Document segment START

Self Image with Apraxia

The concept of one's self-image. 

A guiding point for adult self-help books and even a psychological 'phenomenon.' Is it at all possible that how we introspectively view ourselves translates into our outward appearance? 

When a child says, "I'm not good at Math." By failing a test in mathematics, it merely solidifies their self-image of being bad at math. 

Personally, playing Volleyball, if I don't say aloud, "I can serve this ball." I will always miss the serve. I constantly envision missing my serve prior to saying my self-assuring phrase. If I believe I'll miss it, then I usually miss it. If I believe I'll make it, or even tell myself I can make the serve, I'll usually make it. 

After reading, a bit too much during quarantine, I started to wonder how one's self-image as a child with apraxia is formed. Do children with Apraxia gain a stronger sense of their self-image at a younger age, than those that do not have Apraxia? 

Do children with Apraxia grow to have a more confident self-image, a more critical self-image, or even a negative self-image as adults?

I wish I knew the answers to the above questions, but I can only attest to my experiences and those around me. 

I would argue that children with Apraxia become more self-aware earlier than those without Apraxia. As a child with this speech disorder, you're aware at a young age that you're different. This is brought quickly to ones attention sometimes as young as 5 years old, especially when others say 'You talk funny,'  or you notice you're pulled out of class to go to speech therapy while your peers get to stay in the respective classroom. 

These slight interactions obviously cause a level of self-awareness. You at least realize your schedule or your voice for some reason is different than those around you.

Document segment END
Record excerpts START

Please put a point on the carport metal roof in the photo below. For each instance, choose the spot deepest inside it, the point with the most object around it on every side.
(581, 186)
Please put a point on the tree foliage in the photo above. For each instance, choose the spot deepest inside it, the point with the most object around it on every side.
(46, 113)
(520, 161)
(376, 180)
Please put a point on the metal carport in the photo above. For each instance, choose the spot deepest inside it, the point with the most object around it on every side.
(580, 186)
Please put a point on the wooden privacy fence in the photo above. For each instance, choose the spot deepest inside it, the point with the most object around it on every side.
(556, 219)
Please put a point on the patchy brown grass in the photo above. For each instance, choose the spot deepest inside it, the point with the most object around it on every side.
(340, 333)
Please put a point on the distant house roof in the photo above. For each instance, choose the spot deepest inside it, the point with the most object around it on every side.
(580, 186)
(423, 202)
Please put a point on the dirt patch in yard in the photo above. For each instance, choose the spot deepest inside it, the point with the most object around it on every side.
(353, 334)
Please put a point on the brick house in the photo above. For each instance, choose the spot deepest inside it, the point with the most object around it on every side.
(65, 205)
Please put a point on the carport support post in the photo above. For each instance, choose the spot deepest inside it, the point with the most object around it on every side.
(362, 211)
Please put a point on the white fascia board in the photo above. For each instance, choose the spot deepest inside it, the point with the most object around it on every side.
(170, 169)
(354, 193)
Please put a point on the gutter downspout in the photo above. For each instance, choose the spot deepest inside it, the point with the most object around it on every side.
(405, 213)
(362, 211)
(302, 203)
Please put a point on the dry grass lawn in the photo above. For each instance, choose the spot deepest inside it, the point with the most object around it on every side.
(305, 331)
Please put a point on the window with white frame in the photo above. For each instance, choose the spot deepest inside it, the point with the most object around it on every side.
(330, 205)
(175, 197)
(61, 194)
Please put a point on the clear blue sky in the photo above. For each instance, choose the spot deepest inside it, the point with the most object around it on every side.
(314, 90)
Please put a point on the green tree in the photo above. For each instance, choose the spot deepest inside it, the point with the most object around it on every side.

Record excerpts END

Activity A:
Answer these questions about the text on self-image with apraxia.
(i) What sport does the writer play?
(ii) What phrase does the writer say aloud before serving?
(iii) How young can a child with apraxia be when being different is brought to their attention?
Activity B: Rewrite part of the text on self-image with apraxia. Begin at the words "A guiding point" and stop after "bad at math.". Replace "mathematics" with "algebra".
Activity C: The text on self-image with apraxia wonders what kinds of self-image children with Apraxia grow to have as adults. List them.

Your solution A:
(i) Volleyball.
(ii) "I can serve this ball."
(iii) As young as 5 years old.

Your solution B:
A guiding point for adult self-help books and even a psychological 'phenomenon.' Is it at all possible that how we introspectively view ourselves translates into our outward appearance? 

When a child says, "I'm not good at Math." By failing a test in algebra, it merely solidifies their self-image of being bad at math.

Your solution C:
- A more confident self-image
- A more critical self-image
- A negative self-image